Collected data:
* * * * * * *

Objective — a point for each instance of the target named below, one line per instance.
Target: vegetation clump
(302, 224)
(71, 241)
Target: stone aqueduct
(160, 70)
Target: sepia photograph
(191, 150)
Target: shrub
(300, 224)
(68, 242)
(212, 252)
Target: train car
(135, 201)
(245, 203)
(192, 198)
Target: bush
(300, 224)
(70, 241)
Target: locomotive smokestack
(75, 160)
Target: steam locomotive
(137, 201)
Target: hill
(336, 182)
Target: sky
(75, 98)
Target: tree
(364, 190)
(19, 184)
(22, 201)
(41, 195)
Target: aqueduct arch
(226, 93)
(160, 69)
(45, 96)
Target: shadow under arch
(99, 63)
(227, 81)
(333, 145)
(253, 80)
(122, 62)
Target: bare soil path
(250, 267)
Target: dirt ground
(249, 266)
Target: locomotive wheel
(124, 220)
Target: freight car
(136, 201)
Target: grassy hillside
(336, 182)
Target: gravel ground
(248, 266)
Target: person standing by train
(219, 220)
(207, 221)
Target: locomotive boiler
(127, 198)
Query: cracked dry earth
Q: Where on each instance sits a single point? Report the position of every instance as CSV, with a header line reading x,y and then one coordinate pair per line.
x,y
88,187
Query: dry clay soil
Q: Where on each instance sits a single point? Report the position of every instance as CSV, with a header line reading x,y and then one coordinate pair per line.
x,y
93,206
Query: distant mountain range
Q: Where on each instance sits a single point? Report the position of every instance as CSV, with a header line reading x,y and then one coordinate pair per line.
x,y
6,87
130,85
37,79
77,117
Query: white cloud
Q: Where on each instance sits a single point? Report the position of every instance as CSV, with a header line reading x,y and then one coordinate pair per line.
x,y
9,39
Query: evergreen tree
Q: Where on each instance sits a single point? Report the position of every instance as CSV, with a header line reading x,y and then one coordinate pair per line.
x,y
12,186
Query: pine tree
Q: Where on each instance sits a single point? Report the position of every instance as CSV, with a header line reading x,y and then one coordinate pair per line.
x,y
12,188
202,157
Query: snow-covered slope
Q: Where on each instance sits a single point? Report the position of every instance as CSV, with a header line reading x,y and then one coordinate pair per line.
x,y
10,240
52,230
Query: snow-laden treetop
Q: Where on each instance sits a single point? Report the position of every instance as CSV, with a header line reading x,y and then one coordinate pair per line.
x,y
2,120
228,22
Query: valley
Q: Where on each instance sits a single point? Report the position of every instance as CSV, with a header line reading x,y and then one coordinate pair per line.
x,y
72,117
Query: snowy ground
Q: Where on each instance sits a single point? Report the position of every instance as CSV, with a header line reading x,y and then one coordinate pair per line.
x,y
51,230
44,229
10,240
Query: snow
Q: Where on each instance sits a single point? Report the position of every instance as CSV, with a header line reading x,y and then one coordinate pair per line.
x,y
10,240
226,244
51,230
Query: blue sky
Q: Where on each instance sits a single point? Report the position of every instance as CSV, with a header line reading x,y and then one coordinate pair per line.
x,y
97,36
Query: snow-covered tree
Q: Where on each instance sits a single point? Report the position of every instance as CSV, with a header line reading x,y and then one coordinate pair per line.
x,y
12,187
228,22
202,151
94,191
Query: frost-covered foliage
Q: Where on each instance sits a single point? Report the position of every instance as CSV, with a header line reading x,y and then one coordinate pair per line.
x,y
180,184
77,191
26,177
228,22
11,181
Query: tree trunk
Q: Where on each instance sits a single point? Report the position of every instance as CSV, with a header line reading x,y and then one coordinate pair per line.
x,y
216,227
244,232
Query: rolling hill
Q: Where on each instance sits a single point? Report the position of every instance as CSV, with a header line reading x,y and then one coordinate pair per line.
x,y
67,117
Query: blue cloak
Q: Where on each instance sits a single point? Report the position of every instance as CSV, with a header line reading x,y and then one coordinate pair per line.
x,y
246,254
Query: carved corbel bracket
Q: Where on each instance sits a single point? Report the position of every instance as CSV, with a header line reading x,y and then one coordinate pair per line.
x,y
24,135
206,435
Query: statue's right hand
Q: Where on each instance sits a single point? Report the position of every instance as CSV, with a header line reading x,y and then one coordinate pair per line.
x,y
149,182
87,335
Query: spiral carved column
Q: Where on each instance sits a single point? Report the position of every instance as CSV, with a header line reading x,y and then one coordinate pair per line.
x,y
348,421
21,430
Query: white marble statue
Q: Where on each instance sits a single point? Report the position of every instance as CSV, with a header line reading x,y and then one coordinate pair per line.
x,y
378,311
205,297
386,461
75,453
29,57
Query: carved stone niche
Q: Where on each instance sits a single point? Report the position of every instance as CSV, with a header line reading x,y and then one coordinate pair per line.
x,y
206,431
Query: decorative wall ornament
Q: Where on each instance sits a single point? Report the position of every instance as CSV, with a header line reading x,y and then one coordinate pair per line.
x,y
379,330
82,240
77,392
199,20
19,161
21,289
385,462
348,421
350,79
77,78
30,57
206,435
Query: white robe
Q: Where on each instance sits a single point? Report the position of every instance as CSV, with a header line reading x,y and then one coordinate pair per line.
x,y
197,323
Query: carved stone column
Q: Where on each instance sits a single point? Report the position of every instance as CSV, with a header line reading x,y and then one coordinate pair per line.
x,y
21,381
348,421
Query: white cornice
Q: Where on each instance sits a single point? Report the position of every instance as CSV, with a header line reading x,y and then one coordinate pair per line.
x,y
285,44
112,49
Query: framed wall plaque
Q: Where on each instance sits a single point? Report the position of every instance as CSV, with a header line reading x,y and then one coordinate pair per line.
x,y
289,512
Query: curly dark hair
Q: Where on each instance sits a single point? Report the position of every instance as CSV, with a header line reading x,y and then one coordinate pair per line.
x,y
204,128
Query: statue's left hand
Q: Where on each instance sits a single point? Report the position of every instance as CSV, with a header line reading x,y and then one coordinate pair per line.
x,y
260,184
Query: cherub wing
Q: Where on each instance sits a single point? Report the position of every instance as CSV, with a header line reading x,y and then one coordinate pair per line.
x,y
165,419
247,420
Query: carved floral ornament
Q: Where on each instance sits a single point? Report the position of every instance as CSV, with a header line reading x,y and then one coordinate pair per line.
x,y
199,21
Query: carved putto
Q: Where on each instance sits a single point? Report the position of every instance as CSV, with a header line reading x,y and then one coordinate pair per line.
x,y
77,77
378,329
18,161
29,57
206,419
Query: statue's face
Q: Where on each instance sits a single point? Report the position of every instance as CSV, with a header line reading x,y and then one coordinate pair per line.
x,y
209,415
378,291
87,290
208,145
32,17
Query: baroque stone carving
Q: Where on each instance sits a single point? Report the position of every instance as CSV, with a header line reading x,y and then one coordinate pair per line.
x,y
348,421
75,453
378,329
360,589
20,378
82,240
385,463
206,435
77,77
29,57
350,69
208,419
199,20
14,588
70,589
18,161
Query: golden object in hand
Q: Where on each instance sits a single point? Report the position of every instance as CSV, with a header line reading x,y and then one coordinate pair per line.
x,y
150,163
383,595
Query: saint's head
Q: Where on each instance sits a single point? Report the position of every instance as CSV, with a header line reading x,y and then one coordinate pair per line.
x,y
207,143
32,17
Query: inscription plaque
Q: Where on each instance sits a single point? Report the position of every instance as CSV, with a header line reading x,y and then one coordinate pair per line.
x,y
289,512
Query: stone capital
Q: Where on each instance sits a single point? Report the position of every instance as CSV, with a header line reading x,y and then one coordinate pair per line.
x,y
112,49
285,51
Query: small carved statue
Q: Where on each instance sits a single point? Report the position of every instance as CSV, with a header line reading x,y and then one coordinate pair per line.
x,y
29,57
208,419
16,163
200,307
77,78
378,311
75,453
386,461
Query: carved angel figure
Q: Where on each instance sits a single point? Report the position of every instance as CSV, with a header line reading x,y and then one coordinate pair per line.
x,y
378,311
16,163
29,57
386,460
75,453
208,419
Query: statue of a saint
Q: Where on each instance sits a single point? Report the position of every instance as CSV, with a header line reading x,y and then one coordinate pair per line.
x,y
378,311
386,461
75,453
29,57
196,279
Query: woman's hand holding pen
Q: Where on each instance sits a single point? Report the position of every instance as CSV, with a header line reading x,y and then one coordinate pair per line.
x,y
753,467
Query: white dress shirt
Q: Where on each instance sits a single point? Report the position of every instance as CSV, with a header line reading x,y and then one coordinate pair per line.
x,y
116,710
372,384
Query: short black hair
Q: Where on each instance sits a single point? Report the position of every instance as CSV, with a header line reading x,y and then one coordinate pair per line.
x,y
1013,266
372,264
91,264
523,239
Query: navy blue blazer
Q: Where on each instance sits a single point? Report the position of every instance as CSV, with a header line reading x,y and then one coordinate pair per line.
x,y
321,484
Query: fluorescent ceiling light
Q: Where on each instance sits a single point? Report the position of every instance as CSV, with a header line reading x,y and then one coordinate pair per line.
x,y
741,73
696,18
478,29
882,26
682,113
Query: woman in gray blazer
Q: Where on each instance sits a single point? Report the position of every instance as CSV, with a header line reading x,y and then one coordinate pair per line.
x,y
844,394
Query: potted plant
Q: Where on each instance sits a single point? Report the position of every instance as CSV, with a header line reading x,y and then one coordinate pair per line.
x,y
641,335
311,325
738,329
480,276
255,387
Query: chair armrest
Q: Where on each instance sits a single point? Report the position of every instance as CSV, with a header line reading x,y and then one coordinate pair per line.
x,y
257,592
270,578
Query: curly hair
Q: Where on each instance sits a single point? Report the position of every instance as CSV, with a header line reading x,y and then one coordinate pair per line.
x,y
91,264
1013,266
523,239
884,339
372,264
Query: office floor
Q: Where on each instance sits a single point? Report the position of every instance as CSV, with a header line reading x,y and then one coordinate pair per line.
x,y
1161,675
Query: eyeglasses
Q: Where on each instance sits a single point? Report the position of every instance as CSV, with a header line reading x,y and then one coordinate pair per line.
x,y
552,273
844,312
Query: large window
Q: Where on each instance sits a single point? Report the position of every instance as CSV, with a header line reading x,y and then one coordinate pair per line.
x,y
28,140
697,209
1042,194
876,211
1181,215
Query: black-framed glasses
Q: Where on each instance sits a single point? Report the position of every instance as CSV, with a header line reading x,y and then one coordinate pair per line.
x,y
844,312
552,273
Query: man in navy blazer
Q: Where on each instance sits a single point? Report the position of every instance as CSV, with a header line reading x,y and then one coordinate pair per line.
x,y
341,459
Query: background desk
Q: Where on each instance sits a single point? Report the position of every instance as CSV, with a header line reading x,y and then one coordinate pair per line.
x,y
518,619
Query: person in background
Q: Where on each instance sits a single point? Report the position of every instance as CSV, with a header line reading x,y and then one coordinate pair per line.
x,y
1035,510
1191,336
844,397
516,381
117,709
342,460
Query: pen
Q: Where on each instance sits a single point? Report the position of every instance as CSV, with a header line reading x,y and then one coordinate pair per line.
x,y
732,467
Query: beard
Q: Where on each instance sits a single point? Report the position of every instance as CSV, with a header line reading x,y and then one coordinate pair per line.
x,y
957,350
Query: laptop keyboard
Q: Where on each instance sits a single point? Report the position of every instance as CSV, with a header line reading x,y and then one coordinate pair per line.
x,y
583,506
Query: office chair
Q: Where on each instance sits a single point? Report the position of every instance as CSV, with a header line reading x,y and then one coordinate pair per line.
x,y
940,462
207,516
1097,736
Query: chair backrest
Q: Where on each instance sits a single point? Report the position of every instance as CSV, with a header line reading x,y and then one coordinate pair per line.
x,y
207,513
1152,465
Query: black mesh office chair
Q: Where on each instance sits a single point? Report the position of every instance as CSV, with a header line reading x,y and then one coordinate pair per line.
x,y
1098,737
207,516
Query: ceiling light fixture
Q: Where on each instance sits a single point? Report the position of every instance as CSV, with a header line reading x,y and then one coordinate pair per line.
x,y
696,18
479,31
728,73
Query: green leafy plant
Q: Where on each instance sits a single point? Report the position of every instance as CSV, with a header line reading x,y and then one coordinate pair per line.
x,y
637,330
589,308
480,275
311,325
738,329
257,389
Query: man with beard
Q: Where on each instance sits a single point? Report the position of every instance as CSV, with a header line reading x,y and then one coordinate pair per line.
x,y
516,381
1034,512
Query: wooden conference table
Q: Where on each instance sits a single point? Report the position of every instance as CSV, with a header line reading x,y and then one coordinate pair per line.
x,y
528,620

* * * * * * *

TASK REQUIREMENTS: Starting with the line that contains "Query: man with beard", return each line through the last one of the data above, exactly as written and nothing more.

FINISHED EXERCISE:
Query: man with beard
Q: Where on each instance sits a single point? Report the position of every instance as CSV, with a header line reading x,y and then one coordinate pair per line.
x,y
516,381
1034,512
Query: wooden conference table
Q: Where on each instance sits a single point? Report the position of every instance as CSV, with a header line reading x,y and then one coordinate pair per line.
x,y
528,620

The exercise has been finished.